*** Opening Given entries ***

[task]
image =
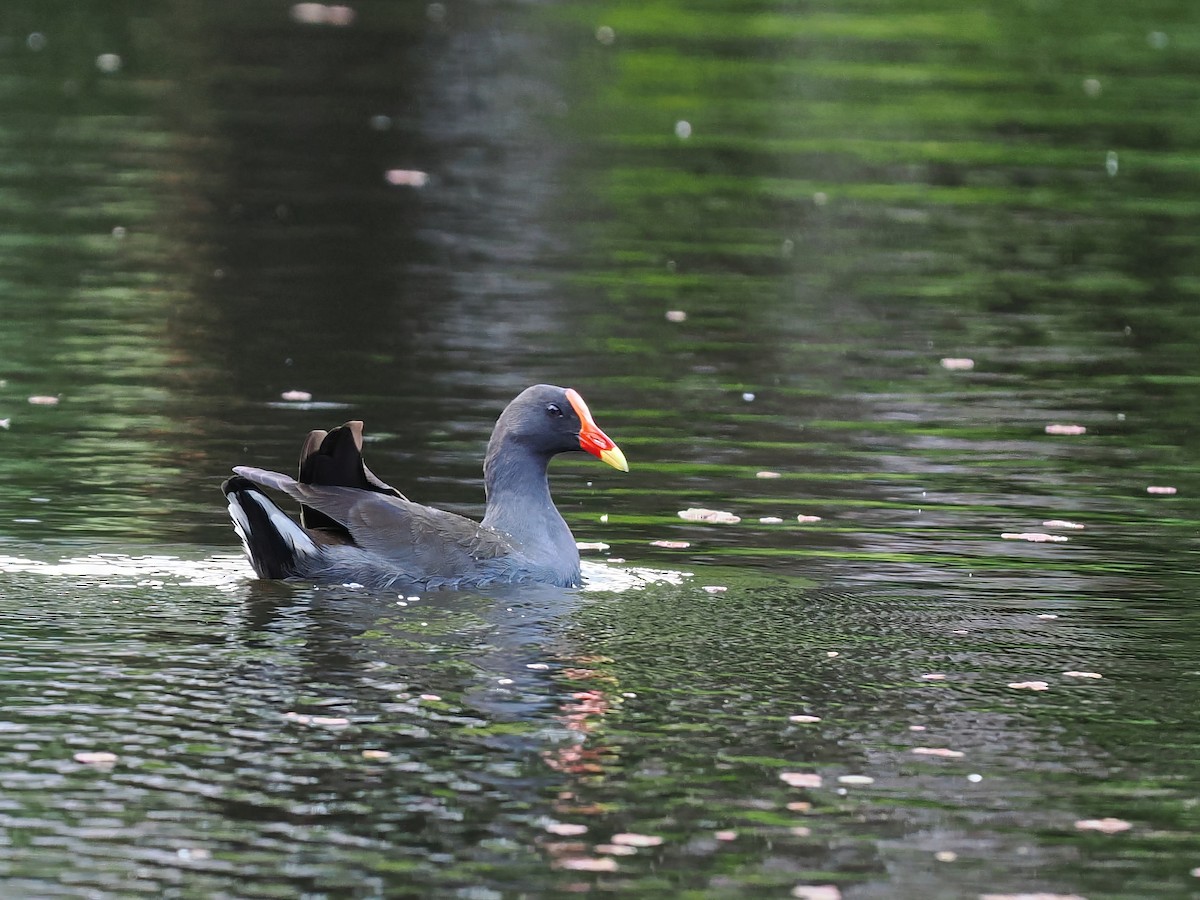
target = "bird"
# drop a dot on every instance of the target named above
(355, 528)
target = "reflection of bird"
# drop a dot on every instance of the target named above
(355, 528)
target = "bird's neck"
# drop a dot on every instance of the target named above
(519, 501)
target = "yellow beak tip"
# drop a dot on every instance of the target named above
(615, 457)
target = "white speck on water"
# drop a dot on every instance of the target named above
(699, 514)
(407, 178)
(1030, 685)
(1056, 429)
(958, 364)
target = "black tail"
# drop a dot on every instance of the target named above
(271, 540)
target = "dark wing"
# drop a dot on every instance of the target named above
(335, 459)
(421, 541)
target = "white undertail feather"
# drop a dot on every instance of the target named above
(300, 543)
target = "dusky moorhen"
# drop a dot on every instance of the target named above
(355, 528)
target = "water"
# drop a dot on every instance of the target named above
(756, 239)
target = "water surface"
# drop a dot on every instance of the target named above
(909, 288)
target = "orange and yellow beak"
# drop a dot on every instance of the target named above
(592, 439)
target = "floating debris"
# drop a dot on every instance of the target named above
(322, 15)
(958, 364)
(96, 757)
(1108, 825)
(407, 178)
(1030, 685)
(329, 721)
(697, 514)
(630, 839)
(588, 864)
(816, 892)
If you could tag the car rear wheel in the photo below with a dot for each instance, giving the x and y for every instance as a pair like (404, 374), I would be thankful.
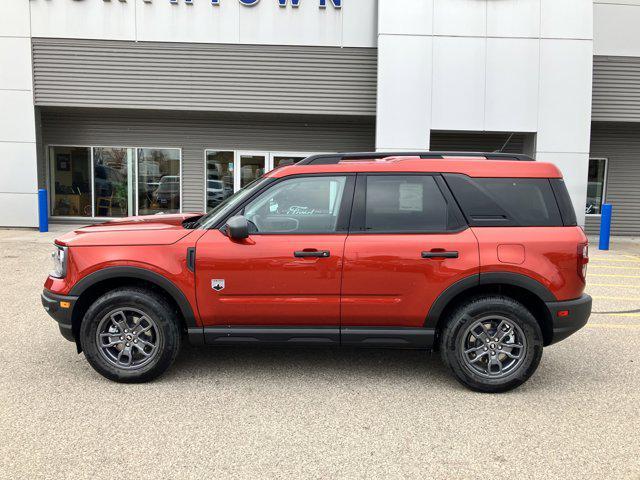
(130, 335)
(492, 343)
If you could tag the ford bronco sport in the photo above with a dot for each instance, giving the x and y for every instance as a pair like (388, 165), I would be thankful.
(476, 255)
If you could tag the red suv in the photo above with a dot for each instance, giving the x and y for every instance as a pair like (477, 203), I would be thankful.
(477, 255)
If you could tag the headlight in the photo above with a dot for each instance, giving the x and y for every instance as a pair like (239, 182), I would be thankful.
(59, 262)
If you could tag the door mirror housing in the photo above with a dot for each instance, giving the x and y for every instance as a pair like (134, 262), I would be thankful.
(237, 228)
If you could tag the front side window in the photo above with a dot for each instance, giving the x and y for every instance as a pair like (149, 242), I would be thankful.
(596, 185)
(158, 180)
(298, 205)
(404, 203)
(70, 181)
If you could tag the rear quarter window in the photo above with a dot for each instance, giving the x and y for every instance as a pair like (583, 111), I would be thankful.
(524, 202)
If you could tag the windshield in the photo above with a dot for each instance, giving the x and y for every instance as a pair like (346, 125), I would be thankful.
(229, 204)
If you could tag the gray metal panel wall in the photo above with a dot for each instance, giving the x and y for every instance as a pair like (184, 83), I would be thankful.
(210, 77)
(620, 143)
(616, 89)
(476, 142)
(196, 131)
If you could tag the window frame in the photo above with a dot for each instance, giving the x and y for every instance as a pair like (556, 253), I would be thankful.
(206, 150)
(358, 209)
(344, 215)
(93, 216)
(604, 185)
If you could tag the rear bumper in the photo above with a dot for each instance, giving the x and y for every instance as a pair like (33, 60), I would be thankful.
(579, 312)
(60, 312)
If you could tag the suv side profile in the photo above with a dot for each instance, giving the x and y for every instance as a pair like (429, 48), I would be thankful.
(478, 256)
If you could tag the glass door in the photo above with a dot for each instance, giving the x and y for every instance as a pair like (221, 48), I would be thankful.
(249, 166)
(113, 181)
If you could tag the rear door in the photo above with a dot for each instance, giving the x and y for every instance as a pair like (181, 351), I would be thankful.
(408, 242)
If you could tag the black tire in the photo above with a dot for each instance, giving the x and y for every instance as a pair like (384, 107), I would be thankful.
(478, 313)
(165, 334)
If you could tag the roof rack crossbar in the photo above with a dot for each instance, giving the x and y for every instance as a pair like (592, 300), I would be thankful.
(333, 158)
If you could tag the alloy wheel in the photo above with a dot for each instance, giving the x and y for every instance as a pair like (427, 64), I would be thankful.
(128, 338)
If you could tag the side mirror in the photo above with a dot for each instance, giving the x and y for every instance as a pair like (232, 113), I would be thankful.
(237, 228)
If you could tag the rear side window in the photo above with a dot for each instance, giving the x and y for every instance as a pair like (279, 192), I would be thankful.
(525, 202)
(404, 203)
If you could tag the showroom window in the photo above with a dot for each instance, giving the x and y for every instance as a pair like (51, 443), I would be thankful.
(218, 177)
(159, 188)
(70, 180)
(596, 186)
(113, 181)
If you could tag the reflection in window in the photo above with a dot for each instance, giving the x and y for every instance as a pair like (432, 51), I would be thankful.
(70, 181)
(111, 174)
(219, 181)
(595, 186)
(251, 168)
(158, 180)
(300, 205)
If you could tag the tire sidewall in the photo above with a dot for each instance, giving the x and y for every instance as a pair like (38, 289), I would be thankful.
(463, 317)
(150, 304)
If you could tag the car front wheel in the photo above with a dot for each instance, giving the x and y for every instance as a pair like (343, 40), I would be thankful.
(130, 335)
(492, 343)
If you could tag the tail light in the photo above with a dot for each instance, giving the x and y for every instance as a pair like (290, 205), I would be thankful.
(583, 259)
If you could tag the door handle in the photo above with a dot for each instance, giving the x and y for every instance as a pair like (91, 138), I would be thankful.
(312, 253)
(440, 254)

*** Closing Given entries ***

**Goal of the exercise**
Your reply should hold every line of the material, unaltered, and not one picture.

**Answer box**
[task]
image =
target = "bird"
# drop a dot on every instance of the target named above
(355, 528)
target = "reflection of bird"
# drop a dot on every instance of the target named above
(355, 528)
target = "bird's neck"
# drop a dot on every instance of the target named above
(519, 501)
target = "yellow beak tip"
# drop a dot on every instance of the target named above
(615, 457)
target = "white speck on water"
# drop a dot on every instance of the target named above
(699, 514)
(407, 178)
(1030, 685)
(1056, 429)
(958, 364)
target = "black tail"
# drop a dot on every instance of the target named above
(271, 540)
target = "dark wing"
# drop a dot on every instance of the target named above
(335, 459)
(421, 541)
target = "white undertail feather"
# drop a dot on every instance of the target named above
(300, 543)
target = "dusky moorhen"
# drop a dot on every instance of the target named above
(355, 528)
target = "water"
# drop a dot on every instance of the target named above
(756, 239)
target = "water surface"
# drop a dot on every instance of the target named above
(909, 288)
target = "orange and yellow beak"
# drop a dot on every instance of the target named above
(592, 439)
target = "floating debris"
# drop a dot on every instance of the target named above
(322, 15)
(958, 364)
(96, 757)
(1108, 825)
(407, 178)
(1030, 685)
(329, 721)
(697, 514)
(630, 839)
(588, 864)
(816, 892)
If you could tag the car rear wheel in the photo below with a dot for each instance, giving the x and y for every instance as a pair like (404, 374), I would be thankful.
(130, 335)
(492, 343)
If you could tag the ford bronco sport in the photo above with a dot for each instance, giving the x and y for every instance as a pair like (388, 165), I would be thankful.
(476, 255)
If you could tag the red suv in the photo above with a dot for each instance, giving the x and y for every instance as a pair like (477, 203), I would be thankful.
(477, 255)
If you could tag the headlight in the photo above with a dot for each instance, giving the x and y for every instance as a pair like (239, 182), I would be thankful.
(59, 262)
If you could tag the door mirror housing in the photo above with a dot for each instance, giving the x and y for every instance as a pair like (134, 262), I would be thankful.
(237, 228)
If you could tag the front side window in the photo above with a dot for each instance, giving the x and y for every instance as a pair like (149, 242), I would be thankful.
(596, 185)
(158, 180)
(298, 205)
(404, 203)
(70, 181)
If you could tag the rear quarter window in the photo above with a dot for each instance, giving the x and y for every instance as a pair like (583, 111), I would be thankful.
(524, 202)
If you could tag the windshield in the photo above with a dot for each instance, giving the x and y for every instance as a pair like (346, 125), I would be thankful.
(229, 204)
If you could tag the gray metal panel wall in the photo above with a dot for each instance, giving the x and y for every instance as a pair like (184, 83), I would be thankful.
(210, 77)
(620, 143)
(616, 89)
(476, 142)
(196, 131)
If you could tag the window frame in the photo above with a dot for each instance, giving the x and y for every instance as a pair like (556, 253), I would be thankful.
(206, 150)
(358, 209)
(344, 215)
(93, 216)
(604, 185)
If you could tag the rear bumper in the photo above with a dot for each instance, giving the x and y for every instance as a pair like (33, 60), I would be thankful.
(579, 312)
(60, 312)
If you could tag the suv side profile in the photo above with a dot for each instance, giving the x and y for every instance as a pair like (429, 48), I would be thankful.
(478, 256)
If you could tag the glass door in the photo above with a dot for each instance, giving the x and y for every instance as a pair like (221, 48), I would be thankful.
(249, 166)
(113, 181)
If you could tag the rear door in the photo above with a dot for each instance, giving the x and y for every instance as a pair like (181, 351), I would be thankful.
(408, 242)
If you could tag the black tire in the photo above with a dot for each instance, giving the x and y for every instance as a pair like (384, 107), I would be thankful.
(478, 313)
(165, 334)
If you could tag the roof rack crossbar in the photo above with a dot for each instance, giving the x and y for every instance as a pair like (592, 300), I would be thankful.
(333, 158)
If you could tag the alloy wheel in the photo above with a dot for each instance, giving the x and y for every instance as a pair like (427, 64), I would be thankful.
(128, 338)
If you could tag the side mirror in the photo above with a dot for each instance, giving the x and y for every instance as a pair like (232, 113), I would be thankful.
(237, 228)
If you could tag the rear side window in the photo above with a dot for each instance, giving the x and y for every instance as a pair like (279, 192), I would be thankful.
(525, 202)
(404, 203)
If you could tag the showroom window in the photo above with a dot for each instance, giving the x and y for every instance as a pair like (51, 443), I would be thankful.
(218, 177)
(159, 188)
(70, 180)
(596, 186)
(113, 181)
If you could tag the reflection in window in the photo above with a dot for each instance, giving the x and y for every instance as a pair like (432, 51), I would be thankful.
(70, 181)
(111, 174)
(219, 181)
(595, 186)
(251, 168)
(158, 180)
(300, 205)
If you could tag the tire sidewall in the photo above with a dot for each instance, giving the x and y for every instance as a pair like (38, 289), I would be thankful.
(463, 317)
(150, 304)
If you could tag the car front wheel in the photo above with a dot for each instance, giving the x and y for every instance as a pair like (343, 40), I would be thankful.
(130, 335)
(492, 343)
If you could tag the tail light in the photo above with a dot for each instance, giving the x and y for every instance as a pair like (290, 205), I would be thankful.
(583, 259)
If you could tag the door handle in the photo above with a dot for each instance, giving the x and y for every instance as a pair like (91, 138), I would be thankful.
(312, 253)
(440, 254)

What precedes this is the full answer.